═══ GEBRUIKTE GEGEVENS

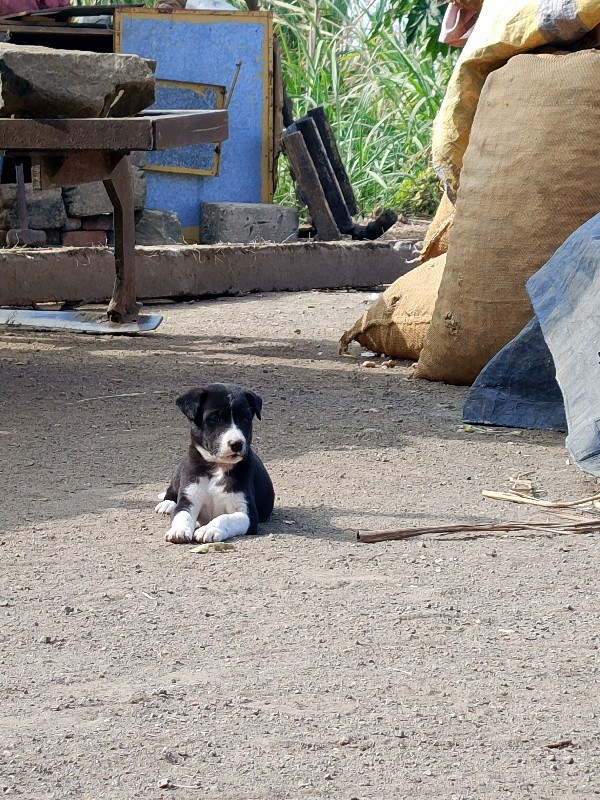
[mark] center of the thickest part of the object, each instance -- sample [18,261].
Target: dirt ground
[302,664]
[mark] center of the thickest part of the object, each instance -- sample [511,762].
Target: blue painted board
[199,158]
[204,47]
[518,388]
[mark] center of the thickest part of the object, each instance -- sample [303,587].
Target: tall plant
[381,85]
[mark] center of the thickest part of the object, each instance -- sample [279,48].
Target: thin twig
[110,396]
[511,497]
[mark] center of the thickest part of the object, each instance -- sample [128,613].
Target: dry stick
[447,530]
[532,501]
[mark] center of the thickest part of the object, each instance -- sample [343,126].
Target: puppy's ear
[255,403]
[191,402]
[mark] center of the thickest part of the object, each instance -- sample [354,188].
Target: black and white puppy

══════
═══ GEBRUIKTE GEGEVENS

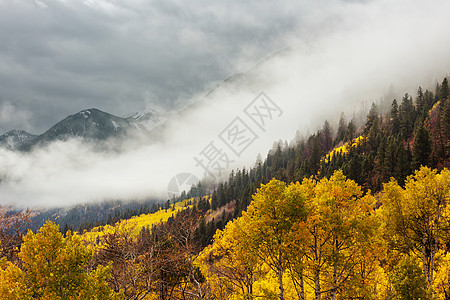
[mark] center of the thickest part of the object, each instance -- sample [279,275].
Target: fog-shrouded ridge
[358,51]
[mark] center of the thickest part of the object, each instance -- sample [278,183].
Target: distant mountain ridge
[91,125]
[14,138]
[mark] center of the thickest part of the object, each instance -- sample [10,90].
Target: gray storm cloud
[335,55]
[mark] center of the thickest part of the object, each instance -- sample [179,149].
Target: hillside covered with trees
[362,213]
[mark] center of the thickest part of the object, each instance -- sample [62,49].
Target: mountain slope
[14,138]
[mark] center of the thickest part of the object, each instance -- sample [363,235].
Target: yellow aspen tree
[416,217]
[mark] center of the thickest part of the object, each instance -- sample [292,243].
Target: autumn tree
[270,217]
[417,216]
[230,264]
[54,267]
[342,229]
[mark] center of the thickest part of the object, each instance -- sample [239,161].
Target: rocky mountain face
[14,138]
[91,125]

══════

WAT WORDT GEVRAAGD
Verzamel uit de records hierboven elke regel waarin de tekenreeks "ridge" voorkomt. Hoofdletters en kleine letters tellen mee.

ANTWOORD OP OPDRACHT
Target: fog-shrouded ridge
Target: distant mountain ridge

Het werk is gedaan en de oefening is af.